The data below needs to be returned exactly, line for line.

* Begin Records provided *

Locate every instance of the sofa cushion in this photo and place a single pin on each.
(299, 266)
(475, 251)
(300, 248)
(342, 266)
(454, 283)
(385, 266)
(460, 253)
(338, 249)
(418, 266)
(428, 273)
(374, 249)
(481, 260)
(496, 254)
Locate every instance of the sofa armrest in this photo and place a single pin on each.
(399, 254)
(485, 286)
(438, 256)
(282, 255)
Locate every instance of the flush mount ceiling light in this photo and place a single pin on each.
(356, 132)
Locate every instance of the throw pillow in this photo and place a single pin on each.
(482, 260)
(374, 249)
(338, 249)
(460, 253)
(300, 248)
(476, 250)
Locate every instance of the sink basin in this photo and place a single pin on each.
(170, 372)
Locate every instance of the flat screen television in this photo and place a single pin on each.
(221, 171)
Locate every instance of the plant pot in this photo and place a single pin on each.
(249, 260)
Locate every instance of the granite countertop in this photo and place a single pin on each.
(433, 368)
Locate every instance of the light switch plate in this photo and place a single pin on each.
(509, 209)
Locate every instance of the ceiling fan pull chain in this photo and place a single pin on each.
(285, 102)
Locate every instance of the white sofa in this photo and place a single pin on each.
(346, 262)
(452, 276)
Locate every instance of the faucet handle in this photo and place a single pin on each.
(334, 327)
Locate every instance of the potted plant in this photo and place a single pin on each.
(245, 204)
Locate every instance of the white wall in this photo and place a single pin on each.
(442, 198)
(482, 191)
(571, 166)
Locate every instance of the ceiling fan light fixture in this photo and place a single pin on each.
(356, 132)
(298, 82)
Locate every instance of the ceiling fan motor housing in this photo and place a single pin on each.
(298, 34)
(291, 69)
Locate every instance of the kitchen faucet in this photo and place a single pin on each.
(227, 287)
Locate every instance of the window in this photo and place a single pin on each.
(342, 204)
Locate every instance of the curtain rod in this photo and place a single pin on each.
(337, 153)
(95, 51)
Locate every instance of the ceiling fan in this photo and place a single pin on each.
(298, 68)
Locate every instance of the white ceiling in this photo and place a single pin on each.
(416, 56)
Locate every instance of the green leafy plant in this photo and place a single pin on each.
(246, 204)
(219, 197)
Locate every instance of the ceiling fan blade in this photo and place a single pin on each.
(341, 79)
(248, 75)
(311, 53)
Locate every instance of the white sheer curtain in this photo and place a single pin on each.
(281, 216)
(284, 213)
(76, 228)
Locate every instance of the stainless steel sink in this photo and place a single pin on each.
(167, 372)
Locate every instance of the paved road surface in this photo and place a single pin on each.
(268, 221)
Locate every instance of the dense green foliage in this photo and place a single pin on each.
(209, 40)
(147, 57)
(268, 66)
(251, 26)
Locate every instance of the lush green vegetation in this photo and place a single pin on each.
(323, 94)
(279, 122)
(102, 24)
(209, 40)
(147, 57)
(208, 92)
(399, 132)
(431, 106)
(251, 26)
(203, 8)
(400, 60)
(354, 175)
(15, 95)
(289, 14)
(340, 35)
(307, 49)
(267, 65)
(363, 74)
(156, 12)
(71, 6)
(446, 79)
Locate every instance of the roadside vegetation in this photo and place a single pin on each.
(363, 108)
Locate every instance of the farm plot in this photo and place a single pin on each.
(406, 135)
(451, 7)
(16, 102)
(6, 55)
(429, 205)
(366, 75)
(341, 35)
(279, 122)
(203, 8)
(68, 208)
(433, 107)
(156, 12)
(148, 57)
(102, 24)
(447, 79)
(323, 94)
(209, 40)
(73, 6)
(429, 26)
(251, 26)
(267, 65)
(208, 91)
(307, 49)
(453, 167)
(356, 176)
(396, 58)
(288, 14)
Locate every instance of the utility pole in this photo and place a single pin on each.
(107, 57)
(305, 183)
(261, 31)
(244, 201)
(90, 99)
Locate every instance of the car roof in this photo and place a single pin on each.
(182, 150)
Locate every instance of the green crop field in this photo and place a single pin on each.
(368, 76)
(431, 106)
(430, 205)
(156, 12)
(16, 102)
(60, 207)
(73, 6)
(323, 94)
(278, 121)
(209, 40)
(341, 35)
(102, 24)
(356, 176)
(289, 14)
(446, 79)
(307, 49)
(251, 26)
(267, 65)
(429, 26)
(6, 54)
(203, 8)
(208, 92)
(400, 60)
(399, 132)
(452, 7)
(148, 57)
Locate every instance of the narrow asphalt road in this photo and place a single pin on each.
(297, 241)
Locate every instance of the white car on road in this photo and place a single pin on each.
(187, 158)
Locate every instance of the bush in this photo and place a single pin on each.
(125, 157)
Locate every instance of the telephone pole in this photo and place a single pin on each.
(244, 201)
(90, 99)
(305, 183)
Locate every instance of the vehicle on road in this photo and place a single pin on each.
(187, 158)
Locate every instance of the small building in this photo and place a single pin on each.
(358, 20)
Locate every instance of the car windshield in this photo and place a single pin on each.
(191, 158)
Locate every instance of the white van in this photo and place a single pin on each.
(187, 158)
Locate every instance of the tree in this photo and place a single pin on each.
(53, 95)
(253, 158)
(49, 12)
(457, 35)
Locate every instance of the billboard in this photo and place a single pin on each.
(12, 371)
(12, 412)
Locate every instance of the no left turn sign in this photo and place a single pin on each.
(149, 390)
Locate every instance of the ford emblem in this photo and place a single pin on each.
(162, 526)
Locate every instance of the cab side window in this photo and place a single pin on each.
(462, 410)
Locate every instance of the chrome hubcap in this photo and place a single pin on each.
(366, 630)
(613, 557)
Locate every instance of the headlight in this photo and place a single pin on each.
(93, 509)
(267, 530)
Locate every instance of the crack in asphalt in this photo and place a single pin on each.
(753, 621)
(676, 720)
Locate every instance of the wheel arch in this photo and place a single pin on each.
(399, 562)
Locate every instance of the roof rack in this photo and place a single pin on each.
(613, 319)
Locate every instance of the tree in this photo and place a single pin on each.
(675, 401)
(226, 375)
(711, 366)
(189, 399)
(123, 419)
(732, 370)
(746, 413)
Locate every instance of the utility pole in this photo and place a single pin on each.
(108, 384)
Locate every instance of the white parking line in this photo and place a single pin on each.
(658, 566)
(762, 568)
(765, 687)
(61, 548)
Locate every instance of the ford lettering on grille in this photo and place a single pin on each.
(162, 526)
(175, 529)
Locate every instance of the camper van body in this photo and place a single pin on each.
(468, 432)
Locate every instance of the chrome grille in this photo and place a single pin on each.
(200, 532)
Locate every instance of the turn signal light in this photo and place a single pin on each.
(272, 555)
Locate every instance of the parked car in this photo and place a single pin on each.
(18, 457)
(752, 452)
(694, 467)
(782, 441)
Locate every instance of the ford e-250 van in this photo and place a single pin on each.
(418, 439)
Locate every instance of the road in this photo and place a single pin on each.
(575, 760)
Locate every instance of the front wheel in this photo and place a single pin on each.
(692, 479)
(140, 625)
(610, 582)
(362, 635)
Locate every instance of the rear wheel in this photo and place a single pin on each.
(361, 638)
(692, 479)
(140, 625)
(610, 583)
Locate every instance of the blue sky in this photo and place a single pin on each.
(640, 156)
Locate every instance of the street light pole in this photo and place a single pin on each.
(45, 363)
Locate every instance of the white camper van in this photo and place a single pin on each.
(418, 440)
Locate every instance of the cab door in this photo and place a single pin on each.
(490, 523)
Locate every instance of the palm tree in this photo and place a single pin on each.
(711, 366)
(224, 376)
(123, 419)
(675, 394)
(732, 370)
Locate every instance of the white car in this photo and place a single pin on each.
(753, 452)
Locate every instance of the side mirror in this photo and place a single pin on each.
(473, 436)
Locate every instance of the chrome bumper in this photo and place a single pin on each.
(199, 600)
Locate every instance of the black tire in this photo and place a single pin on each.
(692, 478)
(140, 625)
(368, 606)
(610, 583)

* End Records provided *

§ **Full answer**:
Locate every instance of the sofa cushion in this photo and place a single pin on each.
(299, 266)
(475, 251)
(300, 248)
(342, 266)
(454, 283)
(385, 266)
(460, 253)
(338, 249)
(418, 266)
(428, 273)
(374, 249)
(481, 260)
(496, 254)
Locate every instance of the sofa armrest in this photo and place a single pin on each.
(399, 254)
(485, 286)
(438, 256)
(282, 255)
Locate every instance of the flush mount ceiling light in this photo and place a single pin on each.
(356, 132)
Locate every instance of the throw pillow in this photo and place a single pin on each.
(482, 260)
(374, 249)
(338, 249)
(460, 253)
(300, 248)
(476, 250)
Locate every instance of the sink basin in this photo and place a single pin on each.
(170, 372)
Locate every instance of the flat screen television in this photo and place a single pin on each.
(221, 171)
Locate every instance of the plant pot in this photo and place a single pin on each.
(249, 260)
Locate every instance of the granite countertop in this photo and place a single pin on each.
(433, 368)
Locate every instance of the light switch plate in this photo and place a single pin on each.
(509, 209)
Locate every instance of the ceiling fan pull chain in this photo and place a single pin on each.
(285, 102)
Locate every instance of the white sofa in this photo and place a single pin on each.
(346, 262)
(452, 276)
Locate every instance of the faucet handle in this photo and place a single pin on each.
(334, 327)
Locate every instance of the potted plant in this photo and place a single pin on each.
(245, 204)
Locate every instance of the white wall in this photo and place a single pin on each.
(442, 198)
(482, 191)
(571, 166)
Locate every instance of the ceiling fan light fixture in this photo and place a single pin on each.
(356, 132)
(298, 82)
Locate every instance of the ceiling fan motor housing in this photo and place a single pin on each.
(298, 34)
(291, 69)
Locate every instance of the kitchen faucet in this photo and place a single pin on each.
(227, 287)
Locate every instance of the window in this photo and place a single pin on each.
(342, 204)
Locate every instance of the curtain rod in this photo and place a single pin on each.
(337, 153)
(95, 51)
Locate every instance of the ceiling fan in this photo and place a single pin on each.
(298, 68)
Locate every instance of the white ceiling in this photo and place a single pin on each.
(416, 56)
Locate every instance of the green leafy plant in this photo and place a single pin on each.
(246, 204)
(219, 197)
Locate every instance of the ceiling fan blade in this photo and place a single pin on each.
(341, 79)
(248, 75)
(311, 53)
Locate every instance of the white sheer curtain in this photo and place a single pin on each.
(281, 216)
(284, 213)
(76, 228)
Locate every instance of the stainless steel sink in this photo and place a single pin on each.
(167, 372)
Locate every instance of the paved road surface in this photo and place a single pin on each.
(268, 221)
Locate every instance of the dense green foliage in this photo and place a single pin on each.
(209, 40)
(147, 57)
(268, 66)
(251, 26)
Locate every instance of the lush green vegetation in this photo and place a single pin on each.
(323, 94)
(279, 122)
(102, 24)
(209, 40)
(147, 57)
(208, 92)
(399, 132)
(431, 106)
(251, 26)
(203, 8)
(400, 60)
(354, 175)
(15, 95)
(289, 14)
(340, 35)
(307, 49)
(267, 65)
(363, 74)
(156, 12)
(71, 6)
(446, 79)
Locate every instance of the roadside vegetation in this photo and place a single pin on each.
(363, 108)
Locate every instance of the farm plot in this photo and place a single pin on each.
(406, 135)
(451, 7)
(16, 102)
(6, 55)
(429, 205)
(366, 75)
(341, 35)
(279, 122)
(203, 8)
(68, 208)
(433, 107)
(156, 12)
(148, 57)
(102, 24)
(447, 79)
(323, 94)
(209, 40)
(73, 6)
(429, 26)
(251, 26)
(267, 65)
(208, 91)
(307, 49)
(453, 167)
(356, 176)
(396, 58)
(288, 14)
Locate every instance of the utility pole in this photo and place a single pin on each.
(107, 57)
(305, 183)
(261, 31)
(244, 201)
(90, 99)
Locate every instance of the car roof in this photo and place a single pin on each.
(182, 150)
Locate every instance of the green crop field in this photo and place a single pin on each.
(368, 76)
(431, 106)
(430, 205)
(156, 12)
(16, 102)
(60, 207)
(73, 6)
(323, 94)
(278, 121)
(209, 40)
(341, 35)
(102, 24)
(356, 176)
(289, 14)
(446, 79)
(307, 49)
(251, 26)
(267, 65)
(429, 26)
(6, 54)
(203, 8)
(208, 92)
(400, 60)
(399, 132)
(452, 7)
(148, 57)
Locate every instance of the narrow asphalt road in this photo and place a single pin on each.
(297, 241)
Locate every instance of the white car on road in this photo and place a single pin on each.
(187, 158)
Locate every instance of the bush in this photo and place a single pin on each.
(125, 157)
Locate every instance of the telephone pole in this photo and place a single pin on each.
(244, 201)
(90, 99)
(305, 183)
Locate every instance of the vehicle on road in this photo and place a single pin on each.
(187, 158)
Locate every instance of the small building in this photo and place a single pin on each.
(358, 20)
Locate every instance of the car windshield in this photo and place a single pin on each.
(191, 158)
Locate every instance of the white van in this photo and place a single pin on each.
(187, 158)
Locate every instance of the tree in this photo and place a single pin on each.
(53, 95)
(253, 158)
(49, 12)
(457, 35)
Locate every instance of the billboard in this photo and place a single pin on each.
(12, 371)
(12, 412)
Locate every instance of the no left turn sign in this photo and place a single pin on each.
(149, 390)
Locate every instance of the ford emblem in this photo and place a single pin on each.
(162, 526)
Locate every instance of the cab side window in this photo and place a single pin on each.
(462, 410)
Locate every instance of the chrome hubcap in this photo and place a single pin on each.
(366, 630)
(613, 557)
Locate every instance of the headlight in this photo and place a single pin on each.
(93, 509)
(267, 530)
Locate every instance of the crack in asphalt in this photo and place a single pin on each.
(753, 621)
(676, 720)
Locate every instance of the wheel arch in this photo and place a single pin on each.
(399, 562)
Locate every instance of the roof rack in this photo and place a single pin on each.
(613, 319)
Locate every instance of the tree in this photo and place a single pin on each.
(675, 401)
(226, 375)
(711, 366)
(189, 399)
(123, 419)
(732, 370)
(746, 413)
Locate every instance of the utility pole in this photo and place a single pin on each.
(108, 384)
Locate every instance of the white parking line in this photo and place a single pin on each.
(658, 566)
(762, 568)
(765, 687)
(61, 548)
Locate every instance of the ford lettering on grille in this photo and place a single pin on each.
(162, 526)
(175, 529)
Locate every instance of the camper van body in this photo and place a single pin on each.
(468, 432)
Locate every instance of the chrome grille in this photo and place a single pin on each.
(200, 532)
Locate every instance of the turn signal light in this photo and place a single pin on each.
(272, 555)
Locate every instance of the parked car in this photo and place a single pin on each.
(18, 457)
(752, 452)
(694, 467)
(782, 441)
Locate every instance of the ford e-250 van in this photo and place a single pin on each.
(418, 439)
Locate every instance of the road in this photo and place a single pin on each.
(575, 760)
Locate every instance of the front wheel in this photo and place a single pin on each.
(692, 479)
(140, 625)
(610, 582)
(362, 635)
Locate every instance of the rear wheel in this photo and place a single pin on each.
(361, 638)
(692, 479)
(140, 625)
(610, 583)
Locate every instance of the blue sky in this photo and place a single pin on each.
(640, 156)
Locate every instance of the street light pole in this photo and place a single pin on each.
(45, 363)
Locate every instance of the white camper van in this photo and place a single pin on each.
(418, 440)
Locate every instance of the cab door in this photo and place a single pin on each.
(490, 523)
Locate every instance of the palm tree in this photo and place a single pin on each.
(711, 366)
(224, 376)
(123, 419)
(675, 394)
(732, 370)
Locate every instance of the white car in this photo and place a single pin on each.
(753, 452)
Locate every instance of the side mirror in this photo and place a single pin on each.
(473, 436)
Locate every instance of the chrome bumper in this photo and place a single pin on each.
(199, 600)
Locate every instance of the black tire in this photo and place a single pin on each.
(692, 478)
(140, 625)
(368, 606)
(610, 583)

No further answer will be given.